# Exercise objective
Output nothing but the lines from the line with "Objective — one marker on every instance of the grassy" through the end of the listing below, both ends included.

(Dataset excerpts on object pointing)
┄┄┄┄┄┄┄┄┄┄┄┄┄┄┄┄┄┄┄┄
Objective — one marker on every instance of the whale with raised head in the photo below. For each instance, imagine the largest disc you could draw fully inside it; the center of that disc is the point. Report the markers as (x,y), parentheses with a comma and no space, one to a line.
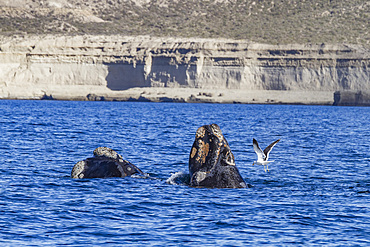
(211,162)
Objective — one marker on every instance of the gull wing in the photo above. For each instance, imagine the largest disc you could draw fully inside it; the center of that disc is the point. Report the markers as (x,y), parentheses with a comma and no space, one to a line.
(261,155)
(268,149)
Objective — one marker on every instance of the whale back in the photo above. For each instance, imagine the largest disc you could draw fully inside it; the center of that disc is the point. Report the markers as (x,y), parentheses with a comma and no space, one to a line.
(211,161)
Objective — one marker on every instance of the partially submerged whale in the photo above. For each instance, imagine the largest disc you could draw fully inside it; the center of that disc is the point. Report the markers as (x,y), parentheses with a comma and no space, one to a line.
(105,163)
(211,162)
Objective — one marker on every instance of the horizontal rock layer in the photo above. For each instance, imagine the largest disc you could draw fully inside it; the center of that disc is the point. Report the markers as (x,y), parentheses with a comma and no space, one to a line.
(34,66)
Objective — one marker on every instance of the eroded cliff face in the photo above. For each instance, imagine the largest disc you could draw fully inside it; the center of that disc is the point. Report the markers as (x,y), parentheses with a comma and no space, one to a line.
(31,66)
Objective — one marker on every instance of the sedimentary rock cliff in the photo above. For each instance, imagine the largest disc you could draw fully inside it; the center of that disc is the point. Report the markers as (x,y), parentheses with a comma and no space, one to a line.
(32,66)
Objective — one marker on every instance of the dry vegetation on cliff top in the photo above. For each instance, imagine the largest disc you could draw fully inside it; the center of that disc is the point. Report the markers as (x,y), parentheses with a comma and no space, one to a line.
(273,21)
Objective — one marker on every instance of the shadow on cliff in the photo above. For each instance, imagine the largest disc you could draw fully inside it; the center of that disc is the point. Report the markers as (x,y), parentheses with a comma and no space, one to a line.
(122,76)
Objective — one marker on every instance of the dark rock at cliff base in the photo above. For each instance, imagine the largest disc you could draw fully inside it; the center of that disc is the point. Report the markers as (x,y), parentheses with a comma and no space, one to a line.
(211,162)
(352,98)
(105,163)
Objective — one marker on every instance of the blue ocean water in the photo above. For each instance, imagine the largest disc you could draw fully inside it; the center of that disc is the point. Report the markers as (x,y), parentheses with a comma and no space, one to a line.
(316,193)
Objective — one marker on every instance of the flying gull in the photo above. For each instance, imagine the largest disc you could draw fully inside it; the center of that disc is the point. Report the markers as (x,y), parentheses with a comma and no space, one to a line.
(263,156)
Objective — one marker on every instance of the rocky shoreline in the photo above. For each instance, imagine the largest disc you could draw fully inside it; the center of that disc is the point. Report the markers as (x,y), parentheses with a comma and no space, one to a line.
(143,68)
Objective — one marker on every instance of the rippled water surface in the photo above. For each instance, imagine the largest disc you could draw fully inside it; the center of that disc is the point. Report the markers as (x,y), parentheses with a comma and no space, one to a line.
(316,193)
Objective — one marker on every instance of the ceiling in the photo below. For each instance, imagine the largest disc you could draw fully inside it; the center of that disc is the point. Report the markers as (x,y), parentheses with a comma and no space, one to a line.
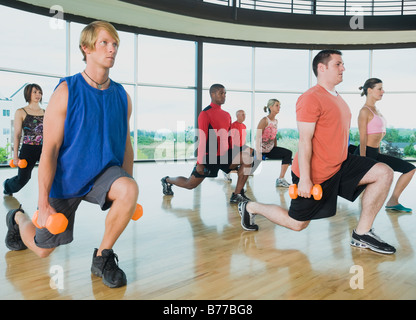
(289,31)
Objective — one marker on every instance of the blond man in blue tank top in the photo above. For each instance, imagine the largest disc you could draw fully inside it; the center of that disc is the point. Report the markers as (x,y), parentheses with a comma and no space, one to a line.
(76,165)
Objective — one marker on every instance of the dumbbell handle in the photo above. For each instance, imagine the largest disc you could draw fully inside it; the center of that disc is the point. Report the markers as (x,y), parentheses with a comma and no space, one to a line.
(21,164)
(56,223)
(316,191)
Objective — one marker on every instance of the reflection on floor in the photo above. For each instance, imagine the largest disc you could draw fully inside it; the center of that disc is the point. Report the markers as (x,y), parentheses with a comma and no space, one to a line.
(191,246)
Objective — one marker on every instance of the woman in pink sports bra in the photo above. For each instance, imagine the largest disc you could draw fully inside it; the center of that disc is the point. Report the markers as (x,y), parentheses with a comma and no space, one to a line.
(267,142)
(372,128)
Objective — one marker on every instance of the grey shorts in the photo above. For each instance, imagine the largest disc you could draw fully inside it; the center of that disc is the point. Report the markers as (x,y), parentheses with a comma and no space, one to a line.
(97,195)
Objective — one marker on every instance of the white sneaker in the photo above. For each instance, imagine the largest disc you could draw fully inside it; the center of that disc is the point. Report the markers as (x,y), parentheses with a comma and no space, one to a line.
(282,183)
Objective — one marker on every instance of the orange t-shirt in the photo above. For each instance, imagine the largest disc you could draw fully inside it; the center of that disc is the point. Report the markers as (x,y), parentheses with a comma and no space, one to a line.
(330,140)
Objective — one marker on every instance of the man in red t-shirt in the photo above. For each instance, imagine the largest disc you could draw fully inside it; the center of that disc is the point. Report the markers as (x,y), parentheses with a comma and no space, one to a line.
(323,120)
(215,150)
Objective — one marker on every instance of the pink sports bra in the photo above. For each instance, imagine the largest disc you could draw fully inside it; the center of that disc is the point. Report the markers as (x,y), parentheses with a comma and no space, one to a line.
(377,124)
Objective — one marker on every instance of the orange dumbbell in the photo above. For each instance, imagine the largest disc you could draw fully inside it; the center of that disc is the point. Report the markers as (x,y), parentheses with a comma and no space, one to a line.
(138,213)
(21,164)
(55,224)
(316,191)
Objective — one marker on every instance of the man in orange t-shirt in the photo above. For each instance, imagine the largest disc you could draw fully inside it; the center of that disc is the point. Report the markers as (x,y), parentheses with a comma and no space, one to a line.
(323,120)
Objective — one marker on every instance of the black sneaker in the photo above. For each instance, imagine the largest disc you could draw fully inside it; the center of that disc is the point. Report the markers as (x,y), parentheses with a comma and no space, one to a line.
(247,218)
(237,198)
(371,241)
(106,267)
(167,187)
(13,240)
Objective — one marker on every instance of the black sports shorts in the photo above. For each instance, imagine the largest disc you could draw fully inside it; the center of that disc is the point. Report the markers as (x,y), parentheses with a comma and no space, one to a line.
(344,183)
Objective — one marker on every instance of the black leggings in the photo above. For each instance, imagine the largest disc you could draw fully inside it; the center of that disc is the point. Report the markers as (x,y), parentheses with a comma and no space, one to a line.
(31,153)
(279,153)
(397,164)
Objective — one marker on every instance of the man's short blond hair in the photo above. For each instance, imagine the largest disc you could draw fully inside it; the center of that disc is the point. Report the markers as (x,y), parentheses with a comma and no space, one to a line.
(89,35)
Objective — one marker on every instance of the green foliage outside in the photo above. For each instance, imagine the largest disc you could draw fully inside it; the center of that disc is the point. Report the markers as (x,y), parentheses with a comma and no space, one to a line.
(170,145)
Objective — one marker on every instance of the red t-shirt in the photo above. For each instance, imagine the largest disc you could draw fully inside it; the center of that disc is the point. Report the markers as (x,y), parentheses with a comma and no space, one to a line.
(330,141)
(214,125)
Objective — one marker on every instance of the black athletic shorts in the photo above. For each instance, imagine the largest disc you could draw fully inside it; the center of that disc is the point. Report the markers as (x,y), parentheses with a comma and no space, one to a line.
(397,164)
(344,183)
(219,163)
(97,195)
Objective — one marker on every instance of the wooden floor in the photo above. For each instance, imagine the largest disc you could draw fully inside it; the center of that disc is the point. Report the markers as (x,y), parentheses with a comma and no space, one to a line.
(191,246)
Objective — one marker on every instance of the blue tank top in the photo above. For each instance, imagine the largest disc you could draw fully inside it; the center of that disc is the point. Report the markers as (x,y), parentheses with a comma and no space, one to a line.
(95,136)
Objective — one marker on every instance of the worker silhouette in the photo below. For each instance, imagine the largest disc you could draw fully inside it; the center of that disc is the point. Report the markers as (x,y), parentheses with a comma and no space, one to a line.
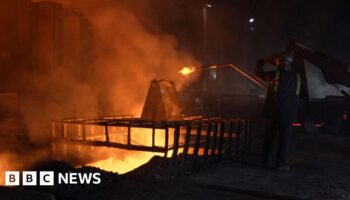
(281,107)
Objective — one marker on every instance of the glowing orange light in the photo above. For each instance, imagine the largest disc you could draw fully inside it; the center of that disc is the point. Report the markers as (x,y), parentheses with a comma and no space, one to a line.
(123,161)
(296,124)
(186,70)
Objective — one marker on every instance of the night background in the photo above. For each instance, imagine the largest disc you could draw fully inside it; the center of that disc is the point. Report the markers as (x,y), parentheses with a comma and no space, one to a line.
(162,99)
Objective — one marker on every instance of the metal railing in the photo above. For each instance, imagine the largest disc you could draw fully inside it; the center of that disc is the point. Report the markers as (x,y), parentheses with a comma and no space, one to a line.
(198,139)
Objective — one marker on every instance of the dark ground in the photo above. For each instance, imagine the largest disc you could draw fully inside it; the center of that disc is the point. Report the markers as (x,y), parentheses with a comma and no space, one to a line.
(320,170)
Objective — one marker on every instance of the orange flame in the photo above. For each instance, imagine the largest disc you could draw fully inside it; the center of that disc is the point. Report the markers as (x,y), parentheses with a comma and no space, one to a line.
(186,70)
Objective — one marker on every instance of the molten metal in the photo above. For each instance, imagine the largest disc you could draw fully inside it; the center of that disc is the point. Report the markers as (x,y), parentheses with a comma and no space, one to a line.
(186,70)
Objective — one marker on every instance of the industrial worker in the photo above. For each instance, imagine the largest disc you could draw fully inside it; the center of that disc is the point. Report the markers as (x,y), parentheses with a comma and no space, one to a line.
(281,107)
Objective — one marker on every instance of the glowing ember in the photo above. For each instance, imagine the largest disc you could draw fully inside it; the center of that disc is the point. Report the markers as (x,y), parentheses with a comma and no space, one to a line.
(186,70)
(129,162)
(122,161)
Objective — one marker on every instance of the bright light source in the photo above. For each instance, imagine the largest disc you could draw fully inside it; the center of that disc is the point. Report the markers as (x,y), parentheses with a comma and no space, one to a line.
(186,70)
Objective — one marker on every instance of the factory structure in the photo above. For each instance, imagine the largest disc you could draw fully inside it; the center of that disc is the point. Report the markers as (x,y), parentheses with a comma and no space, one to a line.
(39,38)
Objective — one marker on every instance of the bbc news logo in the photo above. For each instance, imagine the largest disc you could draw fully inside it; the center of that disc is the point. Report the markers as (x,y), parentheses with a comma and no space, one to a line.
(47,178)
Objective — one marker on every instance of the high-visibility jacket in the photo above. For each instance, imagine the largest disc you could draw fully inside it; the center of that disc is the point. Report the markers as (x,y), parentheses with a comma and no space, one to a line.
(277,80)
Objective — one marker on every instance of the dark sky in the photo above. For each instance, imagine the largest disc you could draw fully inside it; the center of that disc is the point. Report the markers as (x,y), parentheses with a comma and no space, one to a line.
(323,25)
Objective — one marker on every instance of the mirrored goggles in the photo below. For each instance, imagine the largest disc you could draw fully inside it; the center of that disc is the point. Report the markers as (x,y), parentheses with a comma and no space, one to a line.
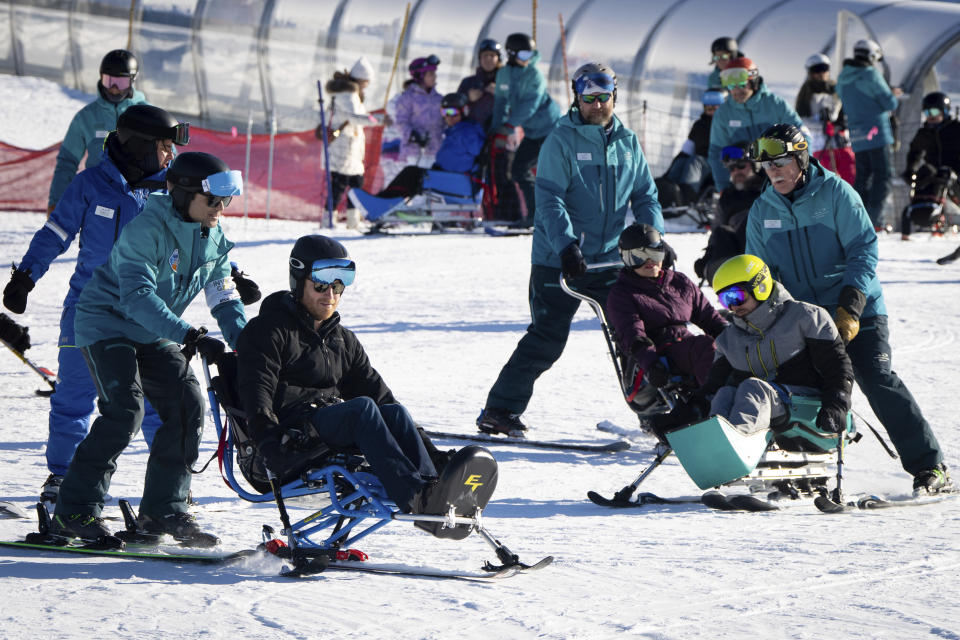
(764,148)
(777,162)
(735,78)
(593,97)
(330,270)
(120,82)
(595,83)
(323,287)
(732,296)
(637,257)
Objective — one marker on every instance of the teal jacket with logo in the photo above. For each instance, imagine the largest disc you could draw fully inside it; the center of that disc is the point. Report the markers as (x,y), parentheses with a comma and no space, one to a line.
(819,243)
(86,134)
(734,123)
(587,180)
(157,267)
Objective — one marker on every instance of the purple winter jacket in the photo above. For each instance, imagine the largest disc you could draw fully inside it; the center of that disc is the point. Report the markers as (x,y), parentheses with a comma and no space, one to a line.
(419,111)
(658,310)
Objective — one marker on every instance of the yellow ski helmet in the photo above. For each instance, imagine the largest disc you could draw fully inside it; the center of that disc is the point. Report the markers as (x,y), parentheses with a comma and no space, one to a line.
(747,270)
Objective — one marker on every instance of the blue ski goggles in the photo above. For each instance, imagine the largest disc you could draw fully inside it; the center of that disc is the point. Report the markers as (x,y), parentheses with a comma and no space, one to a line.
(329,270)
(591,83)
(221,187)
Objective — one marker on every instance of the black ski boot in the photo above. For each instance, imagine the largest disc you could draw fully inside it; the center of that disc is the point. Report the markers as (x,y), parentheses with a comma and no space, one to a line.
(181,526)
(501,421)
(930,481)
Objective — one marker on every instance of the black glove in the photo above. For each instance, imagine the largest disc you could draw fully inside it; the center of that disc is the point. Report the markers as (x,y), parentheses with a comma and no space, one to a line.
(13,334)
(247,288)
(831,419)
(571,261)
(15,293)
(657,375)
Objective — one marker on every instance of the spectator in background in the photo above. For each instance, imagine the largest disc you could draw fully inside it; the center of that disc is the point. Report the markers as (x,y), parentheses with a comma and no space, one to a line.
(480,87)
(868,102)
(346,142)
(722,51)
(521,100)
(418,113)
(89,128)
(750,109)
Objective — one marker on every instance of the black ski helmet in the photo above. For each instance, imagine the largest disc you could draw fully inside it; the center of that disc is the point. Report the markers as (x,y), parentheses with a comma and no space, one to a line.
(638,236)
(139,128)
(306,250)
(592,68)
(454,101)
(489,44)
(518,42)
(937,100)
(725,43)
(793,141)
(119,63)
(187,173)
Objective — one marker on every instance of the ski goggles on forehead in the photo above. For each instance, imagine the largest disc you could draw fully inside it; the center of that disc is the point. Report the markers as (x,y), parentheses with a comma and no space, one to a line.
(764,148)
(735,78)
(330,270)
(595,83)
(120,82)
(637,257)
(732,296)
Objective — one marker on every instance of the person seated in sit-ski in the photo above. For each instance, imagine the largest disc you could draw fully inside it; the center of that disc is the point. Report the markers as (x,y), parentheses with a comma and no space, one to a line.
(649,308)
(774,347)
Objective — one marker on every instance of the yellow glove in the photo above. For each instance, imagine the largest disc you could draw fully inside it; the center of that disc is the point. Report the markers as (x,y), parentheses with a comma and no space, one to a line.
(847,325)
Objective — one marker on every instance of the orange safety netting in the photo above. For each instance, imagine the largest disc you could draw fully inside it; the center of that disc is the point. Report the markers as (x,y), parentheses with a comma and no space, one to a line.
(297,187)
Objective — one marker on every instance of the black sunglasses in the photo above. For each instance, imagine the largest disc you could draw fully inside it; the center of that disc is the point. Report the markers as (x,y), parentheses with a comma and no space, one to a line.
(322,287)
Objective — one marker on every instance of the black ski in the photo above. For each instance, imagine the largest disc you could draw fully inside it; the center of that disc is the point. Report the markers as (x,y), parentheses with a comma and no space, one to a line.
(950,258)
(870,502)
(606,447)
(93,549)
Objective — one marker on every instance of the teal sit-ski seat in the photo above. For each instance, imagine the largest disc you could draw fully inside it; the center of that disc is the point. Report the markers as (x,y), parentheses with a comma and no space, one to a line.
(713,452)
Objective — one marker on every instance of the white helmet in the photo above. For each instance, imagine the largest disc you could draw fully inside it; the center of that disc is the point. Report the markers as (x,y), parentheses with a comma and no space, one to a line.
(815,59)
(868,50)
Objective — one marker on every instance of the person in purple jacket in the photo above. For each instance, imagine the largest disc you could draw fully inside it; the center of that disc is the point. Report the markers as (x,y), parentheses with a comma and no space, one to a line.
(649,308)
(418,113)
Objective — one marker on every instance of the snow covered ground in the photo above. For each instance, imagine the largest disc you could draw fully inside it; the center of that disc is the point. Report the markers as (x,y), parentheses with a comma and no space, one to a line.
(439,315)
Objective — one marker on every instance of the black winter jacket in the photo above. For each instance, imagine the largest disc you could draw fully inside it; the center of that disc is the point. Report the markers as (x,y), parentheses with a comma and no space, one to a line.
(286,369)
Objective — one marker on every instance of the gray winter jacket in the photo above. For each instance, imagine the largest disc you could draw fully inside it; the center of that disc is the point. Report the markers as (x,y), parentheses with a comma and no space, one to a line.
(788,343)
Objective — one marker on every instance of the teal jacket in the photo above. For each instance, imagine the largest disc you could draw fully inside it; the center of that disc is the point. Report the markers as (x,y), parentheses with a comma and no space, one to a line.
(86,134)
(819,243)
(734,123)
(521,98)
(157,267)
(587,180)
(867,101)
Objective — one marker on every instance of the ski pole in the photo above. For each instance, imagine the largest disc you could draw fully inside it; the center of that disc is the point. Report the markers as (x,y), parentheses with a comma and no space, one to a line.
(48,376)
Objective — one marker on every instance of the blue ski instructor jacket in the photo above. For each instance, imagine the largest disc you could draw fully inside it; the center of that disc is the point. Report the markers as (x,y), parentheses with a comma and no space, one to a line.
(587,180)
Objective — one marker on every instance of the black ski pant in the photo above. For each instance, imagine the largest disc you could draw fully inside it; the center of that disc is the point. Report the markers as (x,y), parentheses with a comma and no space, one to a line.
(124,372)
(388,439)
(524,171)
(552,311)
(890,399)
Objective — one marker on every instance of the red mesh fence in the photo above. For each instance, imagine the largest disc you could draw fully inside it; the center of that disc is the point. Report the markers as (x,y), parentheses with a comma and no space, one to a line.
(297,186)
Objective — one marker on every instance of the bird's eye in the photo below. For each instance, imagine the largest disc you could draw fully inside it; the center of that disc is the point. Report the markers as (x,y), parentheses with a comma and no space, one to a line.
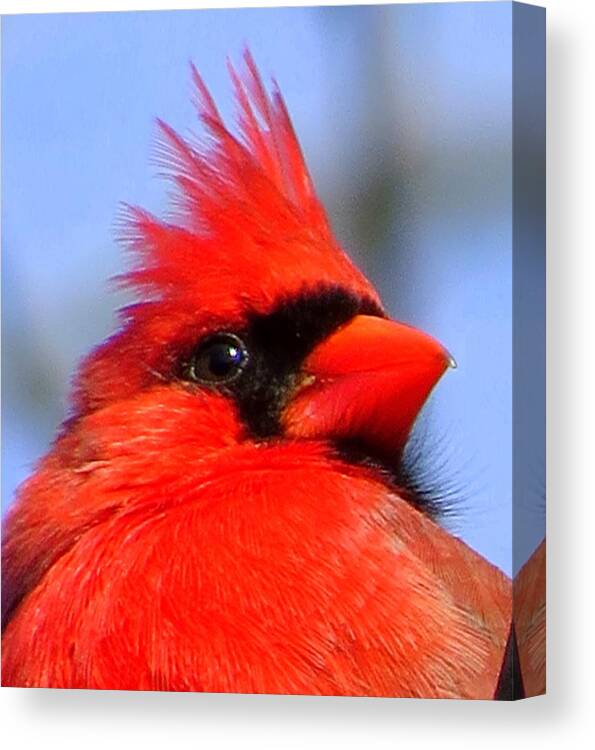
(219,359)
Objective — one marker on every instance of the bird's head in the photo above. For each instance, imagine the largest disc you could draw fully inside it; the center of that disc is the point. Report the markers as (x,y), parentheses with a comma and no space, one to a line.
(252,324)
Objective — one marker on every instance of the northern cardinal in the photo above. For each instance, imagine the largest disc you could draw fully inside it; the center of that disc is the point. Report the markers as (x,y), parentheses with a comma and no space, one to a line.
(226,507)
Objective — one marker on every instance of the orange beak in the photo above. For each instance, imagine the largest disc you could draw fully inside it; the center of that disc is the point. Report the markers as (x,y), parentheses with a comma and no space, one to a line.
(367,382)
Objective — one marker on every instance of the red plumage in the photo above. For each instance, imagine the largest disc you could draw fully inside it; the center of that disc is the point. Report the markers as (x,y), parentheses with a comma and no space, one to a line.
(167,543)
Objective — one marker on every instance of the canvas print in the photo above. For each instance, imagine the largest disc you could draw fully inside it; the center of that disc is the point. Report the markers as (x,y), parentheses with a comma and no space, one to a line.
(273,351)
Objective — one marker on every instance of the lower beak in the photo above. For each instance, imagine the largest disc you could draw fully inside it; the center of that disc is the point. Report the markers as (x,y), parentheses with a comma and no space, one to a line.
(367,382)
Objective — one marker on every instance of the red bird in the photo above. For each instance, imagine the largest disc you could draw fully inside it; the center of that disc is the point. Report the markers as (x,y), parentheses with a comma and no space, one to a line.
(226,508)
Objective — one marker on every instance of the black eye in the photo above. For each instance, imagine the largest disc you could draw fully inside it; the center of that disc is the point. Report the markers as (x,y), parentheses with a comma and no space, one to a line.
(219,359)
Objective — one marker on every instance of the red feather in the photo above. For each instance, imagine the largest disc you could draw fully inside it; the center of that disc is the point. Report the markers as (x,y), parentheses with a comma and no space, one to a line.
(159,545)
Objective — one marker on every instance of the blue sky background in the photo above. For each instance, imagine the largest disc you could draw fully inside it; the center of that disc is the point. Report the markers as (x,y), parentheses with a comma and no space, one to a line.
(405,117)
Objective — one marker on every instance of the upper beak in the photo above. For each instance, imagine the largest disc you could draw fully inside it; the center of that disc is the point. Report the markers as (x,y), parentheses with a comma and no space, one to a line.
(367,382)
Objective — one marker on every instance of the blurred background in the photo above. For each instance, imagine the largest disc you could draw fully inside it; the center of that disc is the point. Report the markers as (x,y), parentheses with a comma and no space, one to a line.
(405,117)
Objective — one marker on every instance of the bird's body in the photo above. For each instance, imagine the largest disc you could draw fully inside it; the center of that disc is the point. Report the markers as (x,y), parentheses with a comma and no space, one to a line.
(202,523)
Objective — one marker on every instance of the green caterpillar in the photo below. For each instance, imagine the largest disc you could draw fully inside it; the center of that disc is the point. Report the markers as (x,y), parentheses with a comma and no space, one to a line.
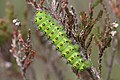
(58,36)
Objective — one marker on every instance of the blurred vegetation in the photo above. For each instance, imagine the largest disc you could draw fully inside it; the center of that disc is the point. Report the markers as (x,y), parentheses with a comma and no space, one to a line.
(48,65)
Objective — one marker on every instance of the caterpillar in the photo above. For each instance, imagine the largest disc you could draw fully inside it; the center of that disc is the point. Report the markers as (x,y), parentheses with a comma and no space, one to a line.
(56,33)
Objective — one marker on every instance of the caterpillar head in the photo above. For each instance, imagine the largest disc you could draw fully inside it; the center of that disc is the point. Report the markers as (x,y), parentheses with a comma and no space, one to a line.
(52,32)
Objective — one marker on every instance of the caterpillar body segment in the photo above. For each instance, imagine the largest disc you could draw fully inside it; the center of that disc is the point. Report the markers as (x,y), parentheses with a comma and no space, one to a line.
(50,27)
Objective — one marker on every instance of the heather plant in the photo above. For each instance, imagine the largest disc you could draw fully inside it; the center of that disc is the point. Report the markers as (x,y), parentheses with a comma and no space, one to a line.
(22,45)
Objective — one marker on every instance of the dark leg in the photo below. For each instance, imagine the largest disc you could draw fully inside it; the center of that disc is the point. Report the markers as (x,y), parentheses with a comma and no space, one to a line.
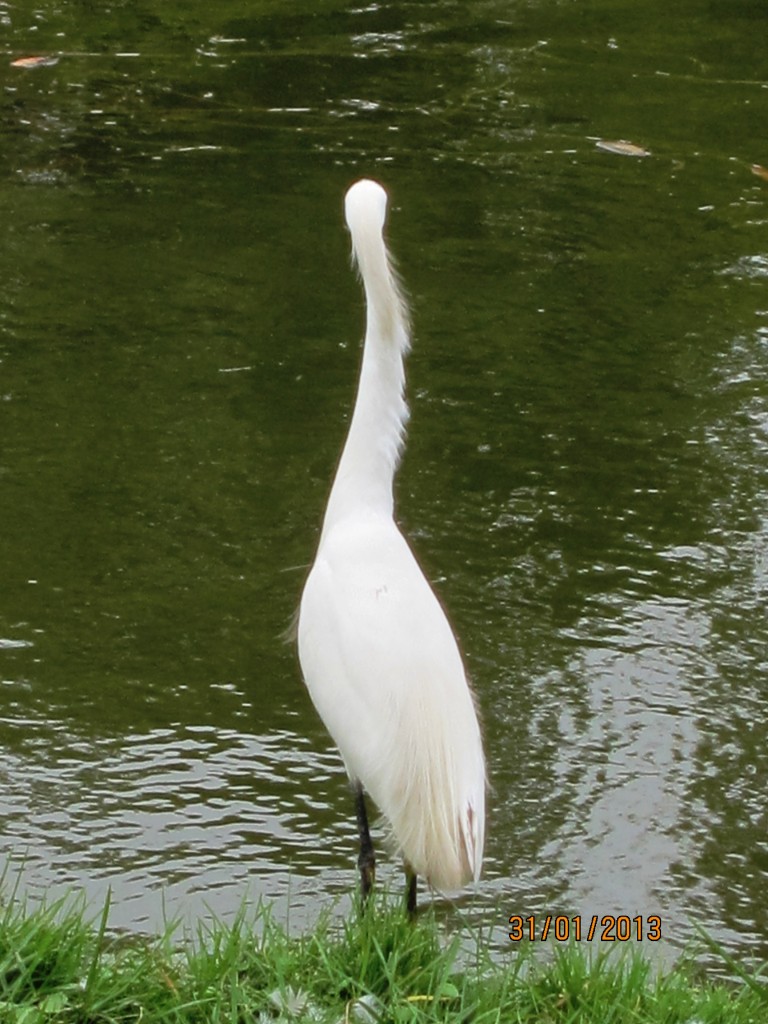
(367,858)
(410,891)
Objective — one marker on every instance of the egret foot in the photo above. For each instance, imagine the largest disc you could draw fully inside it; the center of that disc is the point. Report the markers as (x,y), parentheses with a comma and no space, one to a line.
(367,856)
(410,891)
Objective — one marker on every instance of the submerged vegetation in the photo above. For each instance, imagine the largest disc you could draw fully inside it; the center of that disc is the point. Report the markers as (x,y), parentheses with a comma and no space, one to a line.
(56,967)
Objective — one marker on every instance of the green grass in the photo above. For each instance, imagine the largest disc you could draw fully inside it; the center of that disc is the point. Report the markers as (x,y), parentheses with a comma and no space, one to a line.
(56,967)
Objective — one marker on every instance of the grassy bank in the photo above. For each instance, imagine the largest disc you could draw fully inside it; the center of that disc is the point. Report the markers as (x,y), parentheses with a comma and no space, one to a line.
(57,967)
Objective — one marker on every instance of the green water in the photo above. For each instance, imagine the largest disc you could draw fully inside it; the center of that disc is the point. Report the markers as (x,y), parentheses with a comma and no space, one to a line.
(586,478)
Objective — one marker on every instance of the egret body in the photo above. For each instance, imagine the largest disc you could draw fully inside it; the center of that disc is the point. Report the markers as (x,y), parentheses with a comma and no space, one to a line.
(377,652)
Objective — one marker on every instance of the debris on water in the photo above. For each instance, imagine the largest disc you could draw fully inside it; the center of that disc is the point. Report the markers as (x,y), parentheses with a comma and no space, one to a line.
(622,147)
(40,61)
┄┄┄┄┄┄┄┄┄┄┄┄┄┄┄┄┄┄┄┄
# Solution to the exercise
Objective — one marker on every instance of the grassy bank in the photo above. For each instance, imagine the largest disc you could draw fully inside it; the center of that disc is the point. Report the markers as (x,y), parentheses with a comma and no space, one to a line.
(57,967)
Objective — one marker on every instance of the green water in the photo above. For each instance, imagine the largest disc you could draw fully inside it; the center of that disc is the point. Report the markers as (x,y), parentheses with a comma and no space, one to a line.
(586,478)
Objective — one marker on every instance of the egret body in the photo above. For each instance, imagine the largest disc you could draw fully inside it; the center of that disc is the point. Report the markers as (x,y), parentheses with a comma and no space, one to a line.
(377,652)
Objective — one marker on every instance of the debris on water in the photo above. For each instance, imagine the largest disc you could draw fully inside it; the center of that disc is the point. Report the markers as (x,y), parentheses with a comma and no space, one to a line.
(622,147)
(40,61)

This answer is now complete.